_What you will do_:
The data follows this line. Copy verbatim the line with "Target: side rubbing strip" and each line after it to the end.

** Data supplied follows **

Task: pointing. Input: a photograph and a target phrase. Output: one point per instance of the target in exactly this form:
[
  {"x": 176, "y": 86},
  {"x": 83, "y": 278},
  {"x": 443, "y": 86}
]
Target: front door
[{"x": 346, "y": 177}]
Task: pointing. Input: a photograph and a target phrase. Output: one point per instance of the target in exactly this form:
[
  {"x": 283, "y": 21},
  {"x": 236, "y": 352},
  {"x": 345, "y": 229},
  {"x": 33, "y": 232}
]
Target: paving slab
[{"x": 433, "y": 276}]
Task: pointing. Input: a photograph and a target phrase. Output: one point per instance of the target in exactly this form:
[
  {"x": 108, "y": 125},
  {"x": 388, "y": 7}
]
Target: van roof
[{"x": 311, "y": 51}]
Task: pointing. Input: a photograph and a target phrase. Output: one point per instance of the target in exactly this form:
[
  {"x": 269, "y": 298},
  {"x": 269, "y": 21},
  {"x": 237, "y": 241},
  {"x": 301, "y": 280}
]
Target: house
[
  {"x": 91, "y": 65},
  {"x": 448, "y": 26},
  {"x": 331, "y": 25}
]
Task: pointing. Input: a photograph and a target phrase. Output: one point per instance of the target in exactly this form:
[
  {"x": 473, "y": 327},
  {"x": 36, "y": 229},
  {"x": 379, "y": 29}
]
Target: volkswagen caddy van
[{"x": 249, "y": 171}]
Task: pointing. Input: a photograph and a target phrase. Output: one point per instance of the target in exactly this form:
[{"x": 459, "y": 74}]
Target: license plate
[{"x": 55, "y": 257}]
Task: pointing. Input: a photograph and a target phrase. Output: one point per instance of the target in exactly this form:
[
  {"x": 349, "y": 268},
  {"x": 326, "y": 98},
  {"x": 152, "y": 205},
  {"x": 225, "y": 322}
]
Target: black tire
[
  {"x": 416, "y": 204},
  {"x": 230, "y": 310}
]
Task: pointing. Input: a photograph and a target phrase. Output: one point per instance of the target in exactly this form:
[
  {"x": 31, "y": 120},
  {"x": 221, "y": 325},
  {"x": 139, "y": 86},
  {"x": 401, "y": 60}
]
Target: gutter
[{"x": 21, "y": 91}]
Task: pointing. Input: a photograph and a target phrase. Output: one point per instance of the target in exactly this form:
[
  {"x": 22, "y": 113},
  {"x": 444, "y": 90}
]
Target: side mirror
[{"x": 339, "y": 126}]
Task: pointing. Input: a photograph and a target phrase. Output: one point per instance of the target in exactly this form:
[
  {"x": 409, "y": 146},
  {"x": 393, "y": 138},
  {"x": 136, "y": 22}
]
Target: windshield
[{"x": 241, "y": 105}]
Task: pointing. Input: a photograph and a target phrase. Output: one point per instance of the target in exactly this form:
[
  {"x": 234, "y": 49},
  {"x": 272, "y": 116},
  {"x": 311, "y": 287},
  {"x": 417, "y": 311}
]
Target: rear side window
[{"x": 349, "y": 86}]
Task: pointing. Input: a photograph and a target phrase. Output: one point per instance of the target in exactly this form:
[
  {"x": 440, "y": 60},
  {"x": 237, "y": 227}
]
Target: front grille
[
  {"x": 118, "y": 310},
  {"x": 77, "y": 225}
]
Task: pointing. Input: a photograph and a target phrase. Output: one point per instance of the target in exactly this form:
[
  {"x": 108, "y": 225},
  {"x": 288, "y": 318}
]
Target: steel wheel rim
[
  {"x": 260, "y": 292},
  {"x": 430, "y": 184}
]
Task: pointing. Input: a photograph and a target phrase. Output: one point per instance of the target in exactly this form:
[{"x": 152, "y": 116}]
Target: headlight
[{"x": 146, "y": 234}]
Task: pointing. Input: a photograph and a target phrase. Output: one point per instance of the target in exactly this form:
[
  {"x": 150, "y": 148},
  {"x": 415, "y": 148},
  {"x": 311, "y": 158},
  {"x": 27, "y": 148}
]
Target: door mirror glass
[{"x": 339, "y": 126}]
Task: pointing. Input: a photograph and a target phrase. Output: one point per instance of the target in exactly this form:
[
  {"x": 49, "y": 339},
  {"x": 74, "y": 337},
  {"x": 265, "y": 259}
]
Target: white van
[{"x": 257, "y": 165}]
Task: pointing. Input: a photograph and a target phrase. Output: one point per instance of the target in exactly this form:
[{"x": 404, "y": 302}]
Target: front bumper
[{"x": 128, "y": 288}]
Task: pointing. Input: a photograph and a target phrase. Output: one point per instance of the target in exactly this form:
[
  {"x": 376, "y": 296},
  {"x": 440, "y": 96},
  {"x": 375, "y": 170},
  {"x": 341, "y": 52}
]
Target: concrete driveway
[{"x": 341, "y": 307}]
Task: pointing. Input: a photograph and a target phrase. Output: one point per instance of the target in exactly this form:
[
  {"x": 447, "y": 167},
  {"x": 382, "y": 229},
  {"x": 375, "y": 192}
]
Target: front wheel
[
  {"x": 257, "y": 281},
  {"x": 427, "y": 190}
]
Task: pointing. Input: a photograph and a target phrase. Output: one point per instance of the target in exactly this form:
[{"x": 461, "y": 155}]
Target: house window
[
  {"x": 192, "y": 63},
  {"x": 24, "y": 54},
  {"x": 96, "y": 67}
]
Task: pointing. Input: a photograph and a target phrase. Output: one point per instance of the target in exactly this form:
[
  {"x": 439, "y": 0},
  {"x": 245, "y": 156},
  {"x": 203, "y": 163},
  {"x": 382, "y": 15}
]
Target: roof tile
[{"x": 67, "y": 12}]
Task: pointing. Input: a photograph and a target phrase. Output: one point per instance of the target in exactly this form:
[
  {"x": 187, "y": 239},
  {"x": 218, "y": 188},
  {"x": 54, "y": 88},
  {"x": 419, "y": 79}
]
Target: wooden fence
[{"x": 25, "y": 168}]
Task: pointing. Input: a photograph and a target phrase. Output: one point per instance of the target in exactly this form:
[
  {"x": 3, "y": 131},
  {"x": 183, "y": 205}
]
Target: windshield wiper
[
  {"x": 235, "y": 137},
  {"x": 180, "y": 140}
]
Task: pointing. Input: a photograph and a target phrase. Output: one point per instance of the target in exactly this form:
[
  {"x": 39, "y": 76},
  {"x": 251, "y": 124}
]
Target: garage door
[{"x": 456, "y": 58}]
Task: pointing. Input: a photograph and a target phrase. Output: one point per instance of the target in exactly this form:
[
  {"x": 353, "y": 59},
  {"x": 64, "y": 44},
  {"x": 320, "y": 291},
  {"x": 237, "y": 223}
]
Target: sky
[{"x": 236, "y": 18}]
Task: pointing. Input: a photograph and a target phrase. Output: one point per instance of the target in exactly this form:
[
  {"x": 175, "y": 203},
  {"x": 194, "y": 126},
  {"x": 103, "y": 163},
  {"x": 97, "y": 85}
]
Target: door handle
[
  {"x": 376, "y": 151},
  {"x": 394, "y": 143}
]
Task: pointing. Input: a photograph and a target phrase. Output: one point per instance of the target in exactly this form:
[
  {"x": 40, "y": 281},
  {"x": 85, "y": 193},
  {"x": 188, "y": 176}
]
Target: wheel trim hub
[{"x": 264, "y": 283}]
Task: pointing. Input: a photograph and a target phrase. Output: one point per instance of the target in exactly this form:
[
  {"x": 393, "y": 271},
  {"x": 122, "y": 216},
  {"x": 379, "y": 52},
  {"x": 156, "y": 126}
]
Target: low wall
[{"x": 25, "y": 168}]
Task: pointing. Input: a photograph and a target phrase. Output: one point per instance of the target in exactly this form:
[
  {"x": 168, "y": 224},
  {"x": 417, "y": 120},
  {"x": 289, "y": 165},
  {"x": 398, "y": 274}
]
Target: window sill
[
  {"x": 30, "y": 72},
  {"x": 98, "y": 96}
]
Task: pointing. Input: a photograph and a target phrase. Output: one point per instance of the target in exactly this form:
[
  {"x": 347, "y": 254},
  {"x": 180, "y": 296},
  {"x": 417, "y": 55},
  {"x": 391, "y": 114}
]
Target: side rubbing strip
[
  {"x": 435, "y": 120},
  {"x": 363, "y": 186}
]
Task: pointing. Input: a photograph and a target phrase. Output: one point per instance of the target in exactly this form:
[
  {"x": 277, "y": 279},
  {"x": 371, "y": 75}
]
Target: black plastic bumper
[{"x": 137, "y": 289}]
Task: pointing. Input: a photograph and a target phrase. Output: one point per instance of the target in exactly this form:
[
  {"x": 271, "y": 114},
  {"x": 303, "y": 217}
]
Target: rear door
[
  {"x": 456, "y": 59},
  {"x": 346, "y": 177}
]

** End of Data supplied **

_Exercise solution_:
Target: side rubbing strip
[
  {"x": 435, "y": 120},
  {"x": 363, "y": 186}
]
Task: pointing. Input: a photograph and a target phrase. Output: one point per instance of the target in exactly this form:
[
  {"x": 277, "y": 279},
  {"x": 371, "y": 75}
]
Target: black plastic bumper
[{"x": 137, "y": 289}]
Task: pointing. Input: a photograph and a target phrase. Output: one point per instance of the target in exactly this form:
[
  {"x": 271, "y": 114},
  {"x": 303, "y": 217}
]
Target: rear door
[
  {"x": 456, "y": 59},
  {"x": 346, "y": 177}
]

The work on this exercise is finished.